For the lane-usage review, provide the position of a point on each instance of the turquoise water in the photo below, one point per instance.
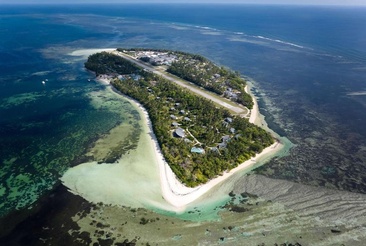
(305, 64)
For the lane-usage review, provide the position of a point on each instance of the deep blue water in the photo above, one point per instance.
(305, 63)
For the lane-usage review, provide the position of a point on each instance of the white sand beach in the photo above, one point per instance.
(146, 173)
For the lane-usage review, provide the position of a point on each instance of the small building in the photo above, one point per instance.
(229, 120)
(225, 139)
(197, 150)
(187, 140)
(214, 149)
(221, 145)
(179, 132)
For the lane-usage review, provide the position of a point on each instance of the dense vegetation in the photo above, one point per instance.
(204, 124)
(202, 72)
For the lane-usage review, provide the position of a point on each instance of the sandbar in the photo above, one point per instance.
(82, 179)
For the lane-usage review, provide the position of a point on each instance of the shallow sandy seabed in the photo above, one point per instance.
(145, 172)
(283, 212)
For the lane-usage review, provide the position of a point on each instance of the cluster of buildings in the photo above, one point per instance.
(156, 58)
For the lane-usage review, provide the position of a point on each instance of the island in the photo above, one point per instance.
(199, 111)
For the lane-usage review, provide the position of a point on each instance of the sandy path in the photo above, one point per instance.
(82, 179)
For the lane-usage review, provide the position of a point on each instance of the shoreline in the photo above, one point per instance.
(176, 194)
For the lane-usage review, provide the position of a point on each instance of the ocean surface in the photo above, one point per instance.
(307, 65)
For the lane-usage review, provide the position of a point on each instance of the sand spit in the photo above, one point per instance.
(111, 184)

------------

* **Work task**: Return the listing above unchanged, apart from dropping its pictures.

* **Result below**:
For the lane-usage review, provide the position of a point on each instance of the turquoise water in the photo below, one point per instance.
(305, 64)
For the lane-usage review, provide the position of a point on each instance of the deep blue water in the photo above, one point per instance.
(305, 63)
For the lane-usage review, provide the position of a point on each instance of the white sand beach in the photo above, one point per instance.
(146, 173)
For the lane-usage review, provide the position of a point on each instance of the small building in the photo above, one point per instance.
(229, 120)
(225, 139)
(197, 150)
(187, 140)
(214, 149)
(221, 145)
(179, 132)
For the lane-usage review, provide the position of a point on each instance of the dense vegetation in the photo above, one point per instance.
(204, 124)
(202, 72)
For the lane-usage review, provide the position of a point on each instance of the sandbar in the photo above, one point per instance.
(82, 179)
For the lane-usage review, provide the position of a point on each instance of the shallow sandy seabed in the photo above, one point per instance.
(145, 172)
(283, 212)
For the lane-usage review, provide the position of a point on each instance of the cluster of buildings in the photo above, one point per instance.
(156, 58)
For the lane-usage review, provide the position of a point on each instance of the island in the photo above, one point per instance.
(199, 111)
For the lane-usage review, provide the position of a point on each instance of the sandy path in the photo above, one point per instance.
(82, 179)
For the lane-usage review, provide the position of a point on each instance of the shoreline in the photo above, one point per instance.
(176, 194)
For the lane-usage review, provide the position of a point on each instance of the ocean surface in the photo above, one point per instance.
(307, 65)
For the lane-usage review, provide the position of a point on each instance of the sand spit in the photo above, one point per instance.
(111, 184)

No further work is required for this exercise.